Николай Николаевич Чебаевский
Рассказы
«ЧТОБЫ НЕ ПЕРЕСТАЛА ПАМЯТЬ РОДИТЕЛЕЙ НАШИХ И НАША…»
Дорогой читатель!
Ты наверняка любишь играть в компьютерные игры, «лазить» по Интернету, читать про Гарри Поттера, смотреть «Человека-паука» и не очень любишь изучать историю, «тексты» по литературе, учиться писать грамотно. Тебе не очень нравится, когда старшие пытаются воспитывать и читают мораль о том, каким ты должен быть и каким они тебя хотят видеть.
Однако когда ты подрастешь и окончишь школу, получишь аттестат зрелости, поступишь в вуз, то вдруг обнаружишь, что ты недостаточно зрелый, потому что мало читал, не так много знаешь, не можешь себя назвать эстетически грамотным читателем и образованным человеком. И ты поймешь, что упустил то время, когда книга должна была стать твоим другом, когда ты мог жить с героями книги одной жизнью, переживать, любить, учиться сострадать. А сострадание, по словам академика Д. С. Лихачева, есть сознание своего единства с человечеством и миром (не только людьми, народами, но и животными, растениями, природой). Хорошо, если ты это осознаешь и многое успеешь наверстать.

## Выдержка из данных

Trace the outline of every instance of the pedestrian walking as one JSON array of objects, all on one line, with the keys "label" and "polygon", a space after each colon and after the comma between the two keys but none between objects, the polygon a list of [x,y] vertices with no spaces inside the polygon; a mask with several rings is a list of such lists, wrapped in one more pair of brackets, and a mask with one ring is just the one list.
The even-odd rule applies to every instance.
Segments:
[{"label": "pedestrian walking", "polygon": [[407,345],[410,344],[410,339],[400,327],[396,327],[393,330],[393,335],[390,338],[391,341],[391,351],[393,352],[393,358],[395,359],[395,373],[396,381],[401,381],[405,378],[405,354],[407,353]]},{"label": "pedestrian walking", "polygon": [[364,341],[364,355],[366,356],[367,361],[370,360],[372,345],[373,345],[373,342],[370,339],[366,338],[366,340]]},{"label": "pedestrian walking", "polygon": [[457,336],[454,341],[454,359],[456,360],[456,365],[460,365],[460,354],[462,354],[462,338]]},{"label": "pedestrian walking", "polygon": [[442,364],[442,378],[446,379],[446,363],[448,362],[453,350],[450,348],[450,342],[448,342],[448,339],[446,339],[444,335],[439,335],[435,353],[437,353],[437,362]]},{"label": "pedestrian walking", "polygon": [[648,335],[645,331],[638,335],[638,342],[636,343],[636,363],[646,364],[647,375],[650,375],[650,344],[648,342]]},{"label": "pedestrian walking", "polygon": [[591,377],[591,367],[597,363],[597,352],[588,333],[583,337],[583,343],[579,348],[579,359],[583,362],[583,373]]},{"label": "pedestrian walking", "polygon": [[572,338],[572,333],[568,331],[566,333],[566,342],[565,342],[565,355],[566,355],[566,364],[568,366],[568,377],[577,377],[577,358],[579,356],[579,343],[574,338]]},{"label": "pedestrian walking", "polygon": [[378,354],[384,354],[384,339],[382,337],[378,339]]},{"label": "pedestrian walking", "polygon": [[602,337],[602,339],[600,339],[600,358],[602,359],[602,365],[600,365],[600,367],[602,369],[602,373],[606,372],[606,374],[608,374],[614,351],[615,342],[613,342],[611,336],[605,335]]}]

## Нужно сделать
Ответьте, пожалуйста: что такое сострадание, по словам академика Д. С. Лихачева, приведенным во фрагменте источника?

## Ответ ниже
Сострадание есть сознание своего единства с человечеством и миром, то есть не только с людьми и народами, но и с животными, растениями, природой.